Pictures are to be left out, but please repeat each record exactly.

******

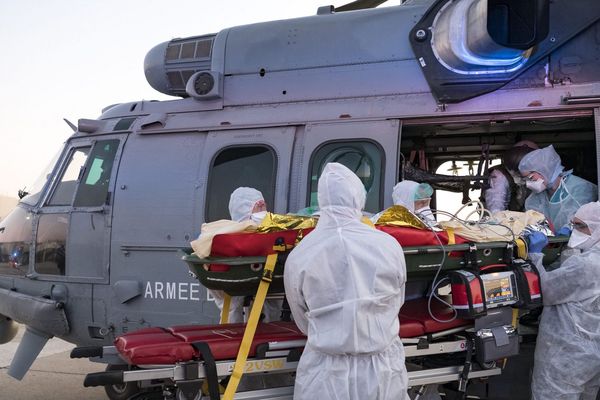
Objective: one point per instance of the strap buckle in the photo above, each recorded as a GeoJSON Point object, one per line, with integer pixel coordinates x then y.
{"type": "Point", "coordinates": [267, 276]}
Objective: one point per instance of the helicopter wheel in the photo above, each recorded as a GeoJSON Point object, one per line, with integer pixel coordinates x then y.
{"type": "Point", "coordinates": [121, 391]}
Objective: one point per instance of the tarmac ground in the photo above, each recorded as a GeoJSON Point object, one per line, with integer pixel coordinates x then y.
{"type": "Point", "coordinates": [54, 375]}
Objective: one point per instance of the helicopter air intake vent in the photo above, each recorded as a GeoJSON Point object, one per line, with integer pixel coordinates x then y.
{"type": "Point", "coordinates": [170, 65]}
{"type": "Point", "coordinates": [204, 85]}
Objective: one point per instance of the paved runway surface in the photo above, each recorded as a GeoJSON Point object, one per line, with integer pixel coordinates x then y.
{"type": "Point", "coordinates": [53, 375]}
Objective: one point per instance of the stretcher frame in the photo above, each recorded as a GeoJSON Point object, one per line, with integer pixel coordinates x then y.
{"type": "Point", "coordinates": [281, 357]}
{"type": "Point", "coordinates": [422, 262]}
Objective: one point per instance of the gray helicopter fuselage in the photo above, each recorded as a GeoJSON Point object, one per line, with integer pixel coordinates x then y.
{"type": "Point", "coordinates": [99, 248]}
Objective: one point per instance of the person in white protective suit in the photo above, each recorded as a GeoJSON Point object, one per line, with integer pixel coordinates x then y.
{"type": "Point", "coordinates": [415, 197]}
{"type": "Point", "coordinates": [555, 193]}
{"type": "Point", "coordinates": [246, 204]}
{"type": "Point", "coordinates": [567, 354]}
{"type": "Point", "coordinates": [345, 285]}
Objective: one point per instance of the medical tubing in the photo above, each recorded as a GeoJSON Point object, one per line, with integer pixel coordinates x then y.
{"type": "Point", "coordinates": [436, 284]}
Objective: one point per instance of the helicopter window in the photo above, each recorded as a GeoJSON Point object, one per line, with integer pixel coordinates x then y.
{"type": "Point", "coordinates": [15, 238]}
{"type": "Point", "coordinates": [252, 166]}
{"type": "Point", "coordinates": [364, 158]}
{"type": "Point", "coordinates": [93, 189]}
{"type": "Point", "coordinates": [32, 194]}
{"type": "Point", "coordinates": [50, 254]}
{"type": "Point", "coordinates": [63, 194]}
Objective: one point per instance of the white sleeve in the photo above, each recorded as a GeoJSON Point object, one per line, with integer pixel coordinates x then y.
{"type": "Point", "coordinates": [293, 292]}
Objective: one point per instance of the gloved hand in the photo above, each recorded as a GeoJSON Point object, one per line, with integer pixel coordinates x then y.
{"type": "Point", "coordinates": [564, 231]}
{"type": "Point", "coordinates": [536, 242]}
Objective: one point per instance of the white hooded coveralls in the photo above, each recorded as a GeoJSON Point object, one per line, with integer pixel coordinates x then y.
{"type": "Point", "coordinates": [345, 286]}
{"type": "Point", "coordinates": [241, 205]}
{"type": "Point", "coordinates": [573, 191]}
{"type": "Point", "coordinates": [567, 354]}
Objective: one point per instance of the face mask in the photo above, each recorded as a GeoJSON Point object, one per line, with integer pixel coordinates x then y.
{"type": "Point", "coordinates": [536, 186]}
{"type": "Point", "coordinates": [578, 240]}
{"type": "Point", "coordinates": [258, 217]}
{"type": "Point", "coordinates": [426, 214]}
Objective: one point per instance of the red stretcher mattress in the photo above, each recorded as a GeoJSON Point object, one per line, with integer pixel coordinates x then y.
{"type": "Point", "coordinates": [260, 244]}
{"type": "Point", "coordinates": [171, 345]}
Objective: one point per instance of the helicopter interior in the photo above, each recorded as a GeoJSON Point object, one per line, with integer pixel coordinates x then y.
{"type": "Point", "coordinates": [457, 147]}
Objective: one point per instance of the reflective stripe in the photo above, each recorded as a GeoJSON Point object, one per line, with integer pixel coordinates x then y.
{"type": "Point", "coordinates": [466, 307]}
{"type": "Point", "coordinates": [521, 248]}
{"type": "Point", "coordinates": [451, 237]}
{"type": "Point", "coordinates": [225, 311]}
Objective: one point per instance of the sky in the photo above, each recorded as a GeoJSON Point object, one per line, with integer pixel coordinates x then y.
{"type": "Point", "coordinates": [71, 58]}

******

(RESULT OF THIS EXERCISE)
Objective: one point per instance of the strap buckle in the photo above, each recorded as a GeoJSON Point object, one per line, with integer pixel coordinates x then y.
{"type": "Point", "coordinates": [267, 276]}
Objective: one point per instance of the helicopter wheel in the photo above, each recorded as a GeoJSON Point object, one per line, with integer pixel coordinates x then y.
{"type": "Point", "coordinates": [121, 391]}
Objective: one point per instance of the tarmac ground in the photo above, each recorded as a GeoJSON Point object, one per line, with integer pixel coordinates x then y.
{"type": "Point", "coordinates": [54, 375]}
Objective: one point per instance of the helicopter air intake vent in the photo above, each recorded as a GeoJSON Point object, one per line, with integer pixel coordinates x then y.
{"type": "Point", "coordinates": [170, 65]}
{"type": "Point", "coordinates": [204, 85]}
Objective: one point per instance of the paved runway surface in the photo above, each recorded as a GeoJSON Point object, one per line, with integer pixel coordinates x then y.
{"type": "Point", "coordinates": [53, 375]}
Objective: one point per instance of the stretcher frame in the photo above, each recorded as a GeoJSON Point object, one per line, with integer pixel coordinates x then y.
{"type": "Point", "coordinates": [281, 357]}
{"type": "Point", "coordinates": [422, 262]}
Objective: one point per instance of the gray helicopter fuselage in the photo above, each recorded as a GeoJSON Point object, one per line, with integer pixel coordinates x then y.
{"type": "Point", "coordinates": [99, 248]}
Objective: one point per instance of the person in white protective suit in the photo above, each recorded as a GeoJSON Point object, one per line, with integer pixel coordinates x then y.
{"type": "Point", "coordinates": [415, 197]}
{"type": "Point", "coordinates": [555, 193]}
{"type": "Point", "coordinates": [246, 204]}
{"type": "Point", "coordinates": [567, 354]}
{"type": "Point", "coordinates": [345, 285]}
Objective: one point per instance of the medical tubing in the photo above, each recorded as a GeoJSON Point object, one per line, with integer pixel coordinates x then y.
{"type": "Point", "coordinates": [436, 284]}
Objective: one point per instance of the helicopter window in the photo above, each recorded as a GeoJSON Point object, one per line, with integer pixel coordinates x then y.
{"type": "Point", "coordinates": [15, 238]}
{"type": "Point", "coordinates": [252, 166]}
{"type": "Point", "coordinates": [364, 158]}
{"type": "Point", "coordinates": [93, 189]}
{"type": "Point", "coordinates": [32, 194]}
{"type": "Point", "coordinates": [50, 254]}
{"type": "Point", "coordinates": [63, 194]}
Objective: one point per instance of the white sleeve in the photo above, each recorded as a GeoJSON Point object, one per line, with integer pixel coordinates x then y.
{"type": "Point", "coordinates": [293, 292]}
Objective: one point per instance of the gloved hand in the photo above, each recorded as a GeoJSON Point object, one per line, with integer pixel coordinates x then y.
{"type": "Point", "coordinates": [564, 231]}
{"type": "Point", "coordinates": [536, 242]}
Objective: one point per instance of the white hooded coveralls in the photo above, each recorded as a GeoJSON Point object, one per line, with integer pixel coordinates x then y.
{"type": "Point", "coordinates": [345, 286]}
{"type": "Point", "coordinates": [241, 205]}
{"type": "Point", "coordinates": [573, 191]}
{"type": "Point", "coordinates": [567, 354]}
Objective: one point per instance of the face mask in the photo above, each recorded as a GeoJSON Point object, one per line, with integer pixel coordinates x then y.
{"type": "Point", "coordinates": [536, 186]}
{"type": "Point", "coordinates": [578, 240]}
{"type": "Point", "coordinates": [258, 217]}
{"type": "Point", "coordinates": [426, 214]}
Objective: one point per instance of the red stretcher mattress in the photo above, each recorded as a GeoJSON Point object, one per line, with integer pixel coordinates x then y.
{"type": "Point", "coordinates": [260, 244]}
{"type": "Point", "coordinates": [171, 345]}
Objective: one point per instance of the helicopter interior in the photo above, each recorded as a GeoJSON Point object, one per line, with integer pixel coordinates x then y.
{"type": "Point", "coordinates": [457, 147]}
Objective: one point per instance of the reflective stripe in the photo above, each recorded as a GeoJSON Point object, one per line, with integer pixel coordinates x then y.
{"type": "Point", "coordinates": [466, 307]}
{"type": "Point", "coordinates": [521, 248]}
{"type": "Point", "coordinates": [451, 237]}
{"type": "Point", "coordinates": [225, 311]}
Objective: one point per instance of the sky in the photo above, each recorded as a GeoJSON Point object, one per line, with integer pixel coordinates x then y.
{"type": "Point", "coordinates": [71, 58]}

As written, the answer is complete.